Labeled-object pointing entries.
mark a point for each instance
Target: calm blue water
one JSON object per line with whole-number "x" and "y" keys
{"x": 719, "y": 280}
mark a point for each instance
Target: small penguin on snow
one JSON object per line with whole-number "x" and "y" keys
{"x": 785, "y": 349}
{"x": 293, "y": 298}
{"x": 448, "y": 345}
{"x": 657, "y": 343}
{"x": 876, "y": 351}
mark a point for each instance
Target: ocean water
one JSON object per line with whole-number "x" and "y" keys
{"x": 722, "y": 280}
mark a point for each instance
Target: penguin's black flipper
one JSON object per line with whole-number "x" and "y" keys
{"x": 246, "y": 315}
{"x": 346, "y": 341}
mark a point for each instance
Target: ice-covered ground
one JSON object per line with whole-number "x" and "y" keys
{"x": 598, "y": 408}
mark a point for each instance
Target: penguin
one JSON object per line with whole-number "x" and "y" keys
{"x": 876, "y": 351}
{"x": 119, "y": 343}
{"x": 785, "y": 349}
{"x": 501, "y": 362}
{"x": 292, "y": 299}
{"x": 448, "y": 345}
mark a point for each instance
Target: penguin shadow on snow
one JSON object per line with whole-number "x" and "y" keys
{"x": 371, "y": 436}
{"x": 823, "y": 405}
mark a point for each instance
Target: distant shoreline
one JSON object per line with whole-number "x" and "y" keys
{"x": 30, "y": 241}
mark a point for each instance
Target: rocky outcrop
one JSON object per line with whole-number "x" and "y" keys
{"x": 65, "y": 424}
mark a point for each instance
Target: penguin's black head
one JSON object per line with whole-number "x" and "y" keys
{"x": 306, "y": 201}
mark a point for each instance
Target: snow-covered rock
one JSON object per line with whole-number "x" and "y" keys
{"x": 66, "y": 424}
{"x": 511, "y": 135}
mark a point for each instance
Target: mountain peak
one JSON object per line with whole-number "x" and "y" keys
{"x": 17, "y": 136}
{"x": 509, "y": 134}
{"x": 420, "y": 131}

TASK GOAL. Reproduce the material above, every line of it, exactly.

ANSWER TO THE EXERCISE.
mark a point for each instance
Target: calm blue water
one JSON object per line with whole-number "x" and "y" keys
{"x": 719, "y": 280}
mark a point for each instance
Target: small penguin on snow
one JSON object per line with whole-number "x" and "y" keys
{"x": 785, "y": 349}
{"x": 293, "y": 298}
{"x": 448, "y": 345}
{"x": 657, "y": 343}
{"x": 876, "y": 351}
mark a point for each instance
Target: ocean water
one JSON object per line with whole-number "x" and "y" keys
{"x": 722, "y": 280}
mark a point for each instance
Target: penguin's black flipper
one JSON object per line with whole-number "x" and "y" keys
{"x": 246, "y": 315}
{"x": 346, "y": 341}
mark a point for each instance
Target: ice-covered ground
one JSON object per line with whole-number "x" and "y" keys
{"x": 598, "y": 408}
mark a point for each instance
Target: penguin
one JSON object per line with whole-number "x" and "y" keys
{"x": 876, "y": 351}
{"x": 119, "y": 343}
{"x": 785, "y": 349}
{"x": 501, "y": 362}
{"x": 292, "y": 299}
{"x": 448, "y": 345}
mark a point for each instance
Target: penguin shadow on snow
one JSON object per line with whole-number "x" and "y" keys
{"x": 371, "y": 436}
{"x": 823, "y": 405}
mark a point for each instance
Target: distant shoreline
one JSON object per line with whole-number "x" and "y" keys
{"x": 30, "y": 241}
mark a point for each instance
Target: rocky outcrop
one JSON object per line with whole-number "x" and "y" keys
{"x": 65, "y": 424}
mark a point for each instance
Target: penguin's black head
one JSON object per line with whole-number "x" and "y" keys
{"x": 306, "y": 201}
mark a point for each instance
Target: snow-covered rock
one JSON object per line with whole-number "x" and "y" keys
{"x": 66, "y": 424}
{"x": 511, "y": 135}
mark a point for each instance
Target: mountain peak
one JSON object per line with whole-number "x" and "y" keys
{"x": 17, "y": 136}
{"x": 509, "y": 134}
{"x": 420, "y": 131}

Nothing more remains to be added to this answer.